4. Whether a federal evidentiary hearing on Beathard's unexhausted Brady v. Maryland, 373 U.S. 83, 83 S.Ct. 1194, 10 L.Ed.2d 215 (1963), claim is mandatory because the state courts did not resolve a credibility contest between his trial counsel and the district attorney about whether the exculpatory statement of a prosecution witness was suppressed.

5. Whether a federal evidentiary hearing on Beathard's Giglio v. United States, 405 U.S. 150, 92 S.Ct. 763, 31 L.Ed.2d 104 (1972), claim is mandatory because the state courts did not resolve material questions of fact about the claim at the state court hearing.

6. Whether Beathard is entitled to discovery on his Giglio claim.

7. Whether the federal district court erroneously granted the State's motion for summary judgment of five of Beathard's claims without obtaining a relevant part of the state court record.

8. Whether the trial court's refusal to instruct the jury that no adverse inference could be drawn from Beathard's decision not to testify at the punishment stage of his trial was not harmless.

9. Whether the prosecutors urged the jury to draw an unconstitutional adverse inference from Beathard's decision not to testify at the punishment stage of his trial.

Beathard's seven substantive claims have been properly exhausted. At the direction of this court, the State filed a reply brief focusing on Points of Error Three and Five.

Extracted records
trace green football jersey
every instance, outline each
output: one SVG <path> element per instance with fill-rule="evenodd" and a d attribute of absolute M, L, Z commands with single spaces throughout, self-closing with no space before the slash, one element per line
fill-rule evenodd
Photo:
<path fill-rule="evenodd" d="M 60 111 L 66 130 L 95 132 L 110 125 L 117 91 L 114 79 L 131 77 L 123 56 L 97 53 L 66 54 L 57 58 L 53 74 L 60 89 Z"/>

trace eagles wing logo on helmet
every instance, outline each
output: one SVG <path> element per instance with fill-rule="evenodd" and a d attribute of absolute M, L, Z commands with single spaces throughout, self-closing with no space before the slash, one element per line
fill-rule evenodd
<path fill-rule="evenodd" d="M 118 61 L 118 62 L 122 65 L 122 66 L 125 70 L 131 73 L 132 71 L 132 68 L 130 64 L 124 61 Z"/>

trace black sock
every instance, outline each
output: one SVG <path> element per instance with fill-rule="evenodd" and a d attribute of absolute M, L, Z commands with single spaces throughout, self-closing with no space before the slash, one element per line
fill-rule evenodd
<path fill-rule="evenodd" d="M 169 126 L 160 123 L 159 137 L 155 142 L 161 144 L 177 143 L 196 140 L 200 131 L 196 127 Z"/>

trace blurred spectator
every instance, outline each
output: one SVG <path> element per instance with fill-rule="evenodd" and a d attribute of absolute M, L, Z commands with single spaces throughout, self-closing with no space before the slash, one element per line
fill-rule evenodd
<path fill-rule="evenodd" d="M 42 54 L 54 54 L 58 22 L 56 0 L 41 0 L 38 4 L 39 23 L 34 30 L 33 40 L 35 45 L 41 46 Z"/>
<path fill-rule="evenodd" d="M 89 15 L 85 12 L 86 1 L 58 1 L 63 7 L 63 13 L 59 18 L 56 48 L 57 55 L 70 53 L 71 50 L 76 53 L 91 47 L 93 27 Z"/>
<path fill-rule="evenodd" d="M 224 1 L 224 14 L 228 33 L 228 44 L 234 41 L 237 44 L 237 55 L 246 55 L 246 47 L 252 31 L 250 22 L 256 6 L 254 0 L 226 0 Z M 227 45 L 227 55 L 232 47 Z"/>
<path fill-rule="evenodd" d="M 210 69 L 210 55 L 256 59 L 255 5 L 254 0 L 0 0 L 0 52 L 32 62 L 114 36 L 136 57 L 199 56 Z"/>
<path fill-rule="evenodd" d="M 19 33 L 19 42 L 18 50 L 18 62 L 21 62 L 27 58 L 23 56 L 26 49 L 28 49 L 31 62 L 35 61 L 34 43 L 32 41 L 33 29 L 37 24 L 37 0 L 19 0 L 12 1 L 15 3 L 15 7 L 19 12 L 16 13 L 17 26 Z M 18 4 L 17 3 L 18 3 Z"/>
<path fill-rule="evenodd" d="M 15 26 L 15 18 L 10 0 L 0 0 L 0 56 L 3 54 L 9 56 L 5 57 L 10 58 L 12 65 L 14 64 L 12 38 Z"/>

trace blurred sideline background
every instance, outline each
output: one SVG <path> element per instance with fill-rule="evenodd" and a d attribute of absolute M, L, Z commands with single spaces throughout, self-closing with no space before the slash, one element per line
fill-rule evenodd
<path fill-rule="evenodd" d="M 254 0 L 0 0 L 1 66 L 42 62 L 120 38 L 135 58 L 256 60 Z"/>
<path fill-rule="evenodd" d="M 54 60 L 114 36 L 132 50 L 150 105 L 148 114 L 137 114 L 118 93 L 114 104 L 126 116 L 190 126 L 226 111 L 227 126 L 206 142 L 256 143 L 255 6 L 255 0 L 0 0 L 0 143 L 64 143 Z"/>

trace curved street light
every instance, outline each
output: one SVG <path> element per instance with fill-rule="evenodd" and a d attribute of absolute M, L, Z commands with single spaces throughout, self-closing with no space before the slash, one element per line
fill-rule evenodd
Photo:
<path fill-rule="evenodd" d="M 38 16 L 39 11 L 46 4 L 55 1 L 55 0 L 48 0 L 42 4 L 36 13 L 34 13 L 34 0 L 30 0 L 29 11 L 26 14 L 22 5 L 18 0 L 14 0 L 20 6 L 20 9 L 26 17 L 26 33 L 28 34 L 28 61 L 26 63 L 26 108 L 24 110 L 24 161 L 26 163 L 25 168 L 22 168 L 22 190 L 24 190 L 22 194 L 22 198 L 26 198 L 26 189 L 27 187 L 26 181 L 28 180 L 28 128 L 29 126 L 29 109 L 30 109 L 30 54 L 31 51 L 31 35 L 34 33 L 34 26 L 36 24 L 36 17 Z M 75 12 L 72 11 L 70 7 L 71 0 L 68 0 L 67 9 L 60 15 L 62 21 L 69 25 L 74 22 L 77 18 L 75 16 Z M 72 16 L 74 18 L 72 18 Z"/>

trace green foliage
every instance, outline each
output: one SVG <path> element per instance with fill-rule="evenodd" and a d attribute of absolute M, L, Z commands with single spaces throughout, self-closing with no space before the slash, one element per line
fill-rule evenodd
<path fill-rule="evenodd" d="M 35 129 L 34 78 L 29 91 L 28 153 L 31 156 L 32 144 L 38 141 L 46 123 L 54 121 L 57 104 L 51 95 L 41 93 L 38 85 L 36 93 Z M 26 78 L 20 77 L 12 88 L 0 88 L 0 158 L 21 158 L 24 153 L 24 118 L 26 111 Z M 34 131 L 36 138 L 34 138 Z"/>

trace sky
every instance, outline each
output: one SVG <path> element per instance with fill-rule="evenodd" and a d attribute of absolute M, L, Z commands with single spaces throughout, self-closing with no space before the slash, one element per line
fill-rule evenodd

Exercises to complete:
A – Rewrite the passage on Beathard's legal claims starting with "5. Whether a" and going on through "his Giglio claim.", swapping "discovery" for "disclosure".
B – Write what comes next in the passage on Beathard's legal claims, picking up after its last sentence.

Your responses:
A –
5. Whether a federal evidentiary hearing on Beathard's Giglio v. United States, 405 U.S. 150, 92 S.Ct. 763, 31 L.Ed.2d 104 (1972), claim is mandatory because the state courts did not resolve material questions of fact about the claim at the state court hearing.

6. Whether Beathard is entitled to disclosure on his Giglio claim.

B –
IV. DISCUSSION

A. Attorney conflict of interest

1. Background and district court ruling

Beathard was arrested for the triple murder of the Hathorn family on November 3, 1984. Beathard retained attorney Hulon Brown on November 5, 1994. Brown had been representing Hathorn for several months in two separate criminal charges and a civil rights action against the local police department. Brown did not represent Hathorn in connection with the instant murder charges. Beathard was indicted ten days later, on November 15, 1985. Brown realized that Beathard and Hathorn had antagonistic positions and therefore ceased to represent Beathard when he was indicted. However, because he had never made a notice of appearance in the case, he never filed a motion to withdraw. Beathard then retained David Sorrels, who represented him throughout the remainder of the trial proceedings. Beathard asserts that Brown's representation of Hathorn in the unrelated matters created a conflict of interest which resulted in ineffective assistance of counsel during the ten days he represented Beathard and infected the entire trial.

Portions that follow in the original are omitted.